=== DOCUMENT EXTRACT ===

Thoughts on "Improving the Utilization of µop Caches..."

By: Paul A. Clayton (paaronclayton.delete@this.gmail.com), October 14, 2020 11:11 am
Room: Moderated Discussions
I did learn a few things from reading "Improving the Utilization of Micro-operation
Caches in x86 Processors" (Jagadish B. Kotra and John Kalamatianos, 2020, PDF). I had read before that µop cache entries typically terminated at a naturally aligned boundary in the Icache, either the cache line or a smaller naturally aligned boundary. I was not aware that (large) immediates were placed in a separate section of the µop cache line. (Special handling makes sense since large immediates are used in a minority of µops. I suspect the authors were unaware of Heidi Pan's heads-and-tails proposal, which is highly reminiscent of the fill toward the middle presented for µop cache lines, especially since they do not present this as a compression mechansim — avoiding huge fixed-size µops with 64-bit immediate fields that are rarely used.)

I was also not aware that entries terminated at a predicted taken branch. I would have guessed an entry would extend at least to the last full instruction in a fetch chunk. (Conceivably one could even pack the raw partial instruction into an entry, but the extra complexity of handling the different storage — undecoded instruction data would have to be sent backward in the pipeline to the decoder — might not be justified by the small benefit of limited prefetching of a sometimes followed branch fall-through path or a function return.)

(I vaguely recall one of David Kanter's articles indicating that multiple ways were filled to supply extra capacity for a µop cache entry. Glancing at Agner Fog's description of Sandy Bridge's µop cache, it does not match well with the paper's design.)

=== SUPPLIED DATA ===
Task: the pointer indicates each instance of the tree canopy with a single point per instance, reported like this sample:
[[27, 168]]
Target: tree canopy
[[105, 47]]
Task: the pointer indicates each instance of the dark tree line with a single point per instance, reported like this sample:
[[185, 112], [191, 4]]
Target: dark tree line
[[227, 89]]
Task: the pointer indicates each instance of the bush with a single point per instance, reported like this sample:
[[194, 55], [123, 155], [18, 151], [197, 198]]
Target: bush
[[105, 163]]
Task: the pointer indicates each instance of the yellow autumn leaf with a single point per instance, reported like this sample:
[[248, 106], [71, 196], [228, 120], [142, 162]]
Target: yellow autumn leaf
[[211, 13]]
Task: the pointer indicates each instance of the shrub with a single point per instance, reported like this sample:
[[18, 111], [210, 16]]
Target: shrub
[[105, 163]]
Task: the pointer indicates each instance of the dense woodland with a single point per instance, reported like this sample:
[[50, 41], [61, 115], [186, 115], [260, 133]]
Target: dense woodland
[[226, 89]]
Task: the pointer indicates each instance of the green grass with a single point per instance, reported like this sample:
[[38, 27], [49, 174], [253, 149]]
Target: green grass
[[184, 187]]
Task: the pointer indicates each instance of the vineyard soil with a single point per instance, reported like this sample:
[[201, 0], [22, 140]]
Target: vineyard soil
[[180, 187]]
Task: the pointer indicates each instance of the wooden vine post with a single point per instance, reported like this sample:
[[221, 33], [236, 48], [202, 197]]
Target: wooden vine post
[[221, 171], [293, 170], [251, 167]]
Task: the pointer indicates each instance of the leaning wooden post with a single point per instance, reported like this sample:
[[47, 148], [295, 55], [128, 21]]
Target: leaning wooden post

=== SET TASKS ===
a – Reproduce the entire forum post about µop caches, word for word.
b – In the records, give again only the stretch from the line containing "Task: the pointer indicates each instance of the wooden" through the end of the records, swapping every "wooden" for "timber" and leaving everything else unchanged.

=== EXPECTED OUTPUTS ===
a –
Thoughts on "Improving the Utilization of µop Caches..."

By: Paul A. Clayton (paaronclayton.delete@this.gmail.com), October 14, 2020 11:11 am
Room: Moderated Discussions
I did learn a few things from reading "Improving the Utilization of Micro-operation
Caches in x86 Processors" (Jagadish B. Kotra and John Kalamatianos, 2020, PDF). I had read before that µop cache entries typically terminated at a naturally aligned boundary in the Icache, either the cache line or a smaller naturally aligned boundary. I was not aware that (large) immediates were placed in a separate section of the µop cache line. (Special handling makes sense since large immediates are used in a minority of µops. I suspect the authors were unaware of Heidi Pan's heads-and-tails proposal, which is highly reminiscent of the fill toward the middle presented for µop cache lines, especially since they do not present this as a compression mechansim — avoiding huge fixed-size µops with 64-bit immediate fields that are rarely used.)

I was also not aware that entries terminated at a predicted taken branch. I would have guessed an entry would extend at least to the last full instruction in a fetch chunk. (Conceivably one could even pack the raw partial instruction into an entry, but the extra complexity of handling the different storage — undecoded instruction data would have to be sent backward in the pipeline to the decoder — might not be justified by the small benefit of limited prefetching of a sometimes followed branch fall-through path or a function return.)

(I vaguely recall one of David Kanter's articles indicating that multiple ways were filled to supply extra capacity for a µop cache entry. Glancing at Agner Fog's description of Sandy Bridge's µop cache, it does not match well with the paper's design.)

b –
Task: the pointer indicates each instance of the timber vine post with a single point per instance, reported like this sample:
[[221, 33], [236, 48], [202, 197]]
Target: timber vine post
[[221, 171], [293, 170], [251, 167]]
Task: the pointer indicates each instance of the leaning timber post with a single point per instance, reported like this sample:
[[47, 148], [295, 55], [128, 21]]
Target: leaning timber post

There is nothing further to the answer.